*** Opening Text passage ***

Molecular Characterization of Gastrointestinal Microbiota in Children with Autism (both with and without gastrointestinal dysfunction) and Their Neurotypical Siblings

Saturday, May 19, 2012
Sheraton Hall (Sheraton Centre Toronto)
11:00 AM
S. V. Gondalia, D. W. Austin and E. A. Palombo, Faculty of Life and Social Sciences, Swinburne University of Technology, Hawthorn, Australia
Background: In addition to core behavioral symptoms of autism, reports of gastrointestinal dysfunctions such as constipation, diarrhoea, and abdominal bloating are common. These observations have stimulated investigation of abnormalities of intestinal microbiota in autistic patients. Disruption of normal neurodevelopment by bacterial products, including lipopolysaccharides, toxins and metabolites, has been theorized to contribute to autistic pathology. We note that not all autistic individuals suffer from GI dysfunction; only a sub-population is affected. Although numerous intestinal microbial abnormalities have been identified in autism, conflicting results have often been reported. The purpose of this study was to identify whether a difference exists between the resident GI microbiota in children with autism (with and without GI dysfunction) and their neurotypical siblings.

Objectives: Generally, the GI microbiota is influenced by diet and environmental sources. Therefore, this study was designed to identify differences (and/or similarities) of the gut microbiota in children with autism (with and without GI dysfunction) and their neurotypical siblings who share a similar environment.

Methods:  Faecal samples from children with autism (without GI dysfunction: n = 23; with GI dysfunction; n = 28), healthy sibling controls (n = 53) were studied by using the bacterial tag encoded FLX amplicon pyrosequencing (bTEFAP) procedure.

*** Closing Text passage ***

● **Set of tasks**:
1 - How many healthy sibling controls were studied in the autism gut microbiota abstract?
2 - Sum up the autism gut microbiota abstract in two sentences.
3 - Extend the autism gut microbiota abstract, starting from the point where it stops.
The records have nothing to do with the text.

*** Opening Raw data ***

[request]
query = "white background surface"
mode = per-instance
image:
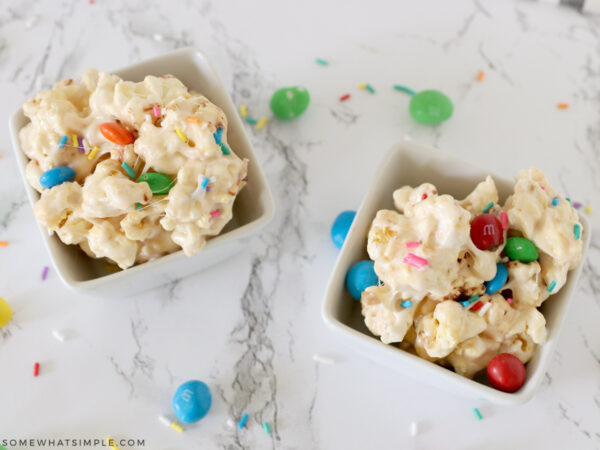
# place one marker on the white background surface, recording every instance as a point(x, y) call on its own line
point(250, 326)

*** Closing Raw data ***

● **Expected responses**:
1 - 53

2 - The study set out to find whether the gut microbiota of children with autism, with and without gastrointestinal dysfunction, differs from that of their neurotypical siblings, who share a similar environment. Fecal samples from 23 children with autism without GI dysfunction, 28 with GI dysfunction, and 53 healthy sibling controls were studied using bacterial tag encoded FLX amplicon pyrosequencing.

3 -
Results: Differences in bacterial composition between cases and controls were evaluated by UniFrac and analysis of similarity matrices. Overall, Firmicutes (70%), Bacteroidetes (20%) and Proteobacteria (4%) were the most dominant phyla in the total sample. Although autism samples differed from control across several species-specific variables, there were no clinically meaningful significant differences between the groups. Nevertheless, when the autism group was divided according to GI dysfunction, several significant microbial differences were apparent, although, these were not consistent across individuals and showed substantial variation.  

Conclusions: The data do not support an association between autism and gastrointestinal microbiota generally; however, the data do indicate that there is a sub-population within autism that experience GI dysfunctions which may be associated with aberrant GI microbiota. This study has implications for treatment strategies in autism aimed at manipulation of the microbiota to reduce GI dysfunction. Further research is required to determine the optimal approach (e.g. anti/pro-biotic, dietary) and such approaches may necessarily need to be tailored to individual patients based on clinical microbial findings.